● Exercise prompt
Return each line of the material below that contains the word "black". Case must match.

● Material
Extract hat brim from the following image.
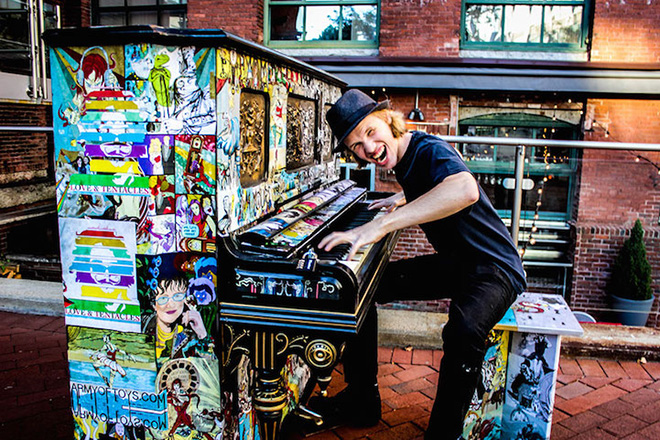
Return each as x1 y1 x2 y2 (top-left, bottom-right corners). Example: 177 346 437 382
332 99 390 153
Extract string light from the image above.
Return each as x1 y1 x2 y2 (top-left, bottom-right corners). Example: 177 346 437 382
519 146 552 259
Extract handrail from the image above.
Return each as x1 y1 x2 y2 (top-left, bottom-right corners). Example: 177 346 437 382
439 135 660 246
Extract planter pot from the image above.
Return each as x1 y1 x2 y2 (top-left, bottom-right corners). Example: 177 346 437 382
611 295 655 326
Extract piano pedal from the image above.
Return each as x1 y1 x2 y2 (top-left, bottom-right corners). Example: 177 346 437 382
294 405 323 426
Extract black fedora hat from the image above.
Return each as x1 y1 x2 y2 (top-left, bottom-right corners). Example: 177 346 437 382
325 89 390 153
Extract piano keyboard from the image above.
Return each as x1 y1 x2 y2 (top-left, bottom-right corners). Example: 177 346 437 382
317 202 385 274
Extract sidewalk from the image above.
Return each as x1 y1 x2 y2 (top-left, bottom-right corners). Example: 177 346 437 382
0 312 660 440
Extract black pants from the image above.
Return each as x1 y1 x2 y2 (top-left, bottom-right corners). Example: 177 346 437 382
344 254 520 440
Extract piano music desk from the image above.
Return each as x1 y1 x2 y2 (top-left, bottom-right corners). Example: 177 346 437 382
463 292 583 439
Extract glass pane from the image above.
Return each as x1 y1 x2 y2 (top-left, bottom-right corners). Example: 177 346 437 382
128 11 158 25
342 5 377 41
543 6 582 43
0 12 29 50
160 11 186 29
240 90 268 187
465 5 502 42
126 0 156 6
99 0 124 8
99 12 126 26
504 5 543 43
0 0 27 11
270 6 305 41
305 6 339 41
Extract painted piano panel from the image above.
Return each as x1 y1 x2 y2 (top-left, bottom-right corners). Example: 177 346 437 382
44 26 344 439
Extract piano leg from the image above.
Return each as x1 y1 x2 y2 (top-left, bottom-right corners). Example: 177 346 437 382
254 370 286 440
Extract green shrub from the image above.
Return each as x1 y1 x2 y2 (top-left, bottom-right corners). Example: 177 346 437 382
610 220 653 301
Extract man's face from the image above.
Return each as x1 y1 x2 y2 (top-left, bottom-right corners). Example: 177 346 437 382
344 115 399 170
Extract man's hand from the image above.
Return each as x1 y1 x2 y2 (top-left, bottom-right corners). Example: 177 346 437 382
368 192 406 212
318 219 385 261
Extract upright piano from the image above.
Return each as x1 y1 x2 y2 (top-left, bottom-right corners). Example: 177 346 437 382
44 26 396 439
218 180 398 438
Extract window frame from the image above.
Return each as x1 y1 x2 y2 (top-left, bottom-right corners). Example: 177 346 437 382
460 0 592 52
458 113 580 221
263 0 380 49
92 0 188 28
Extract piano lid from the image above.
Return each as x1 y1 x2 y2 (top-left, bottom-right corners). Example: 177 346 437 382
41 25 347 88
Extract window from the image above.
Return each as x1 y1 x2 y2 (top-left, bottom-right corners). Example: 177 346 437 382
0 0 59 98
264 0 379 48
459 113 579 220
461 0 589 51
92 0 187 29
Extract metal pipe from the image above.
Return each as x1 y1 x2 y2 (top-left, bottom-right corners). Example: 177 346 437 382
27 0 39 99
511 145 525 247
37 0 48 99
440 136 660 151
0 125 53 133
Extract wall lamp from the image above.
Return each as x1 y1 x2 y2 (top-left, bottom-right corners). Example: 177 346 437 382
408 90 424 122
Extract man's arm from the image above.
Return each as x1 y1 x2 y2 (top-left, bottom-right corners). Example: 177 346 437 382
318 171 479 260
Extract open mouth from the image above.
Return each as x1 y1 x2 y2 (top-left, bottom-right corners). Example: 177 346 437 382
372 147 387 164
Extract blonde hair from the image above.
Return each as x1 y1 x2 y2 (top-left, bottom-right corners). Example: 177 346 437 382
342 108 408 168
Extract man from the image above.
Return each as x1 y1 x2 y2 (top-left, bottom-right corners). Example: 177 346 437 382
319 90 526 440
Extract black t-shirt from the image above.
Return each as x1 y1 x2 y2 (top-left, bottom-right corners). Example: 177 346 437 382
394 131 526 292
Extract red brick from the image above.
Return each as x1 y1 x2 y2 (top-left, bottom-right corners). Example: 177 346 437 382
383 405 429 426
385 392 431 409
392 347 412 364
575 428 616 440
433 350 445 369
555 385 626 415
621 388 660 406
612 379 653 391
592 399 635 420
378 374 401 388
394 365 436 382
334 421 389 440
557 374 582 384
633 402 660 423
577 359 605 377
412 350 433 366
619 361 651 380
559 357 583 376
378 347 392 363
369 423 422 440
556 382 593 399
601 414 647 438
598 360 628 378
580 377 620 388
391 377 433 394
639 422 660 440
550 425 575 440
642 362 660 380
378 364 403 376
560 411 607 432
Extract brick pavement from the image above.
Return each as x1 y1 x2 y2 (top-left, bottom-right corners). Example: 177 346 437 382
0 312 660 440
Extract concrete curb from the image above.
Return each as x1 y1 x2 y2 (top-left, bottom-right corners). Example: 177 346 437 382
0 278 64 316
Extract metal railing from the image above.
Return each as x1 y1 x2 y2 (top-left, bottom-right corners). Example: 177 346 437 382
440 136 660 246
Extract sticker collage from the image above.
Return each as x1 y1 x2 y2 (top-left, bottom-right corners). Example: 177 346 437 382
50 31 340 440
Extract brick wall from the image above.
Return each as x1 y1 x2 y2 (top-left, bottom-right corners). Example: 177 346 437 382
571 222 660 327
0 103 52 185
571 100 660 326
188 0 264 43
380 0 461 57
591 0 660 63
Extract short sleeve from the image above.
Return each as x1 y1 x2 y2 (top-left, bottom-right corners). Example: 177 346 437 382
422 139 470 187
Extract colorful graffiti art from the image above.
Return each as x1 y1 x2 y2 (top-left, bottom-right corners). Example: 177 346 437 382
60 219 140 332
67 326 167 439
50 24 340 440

● Finished task
Extract black fedora hat from the image above.
Extract black pants from the image above.
Extract black t-shirt from the image above.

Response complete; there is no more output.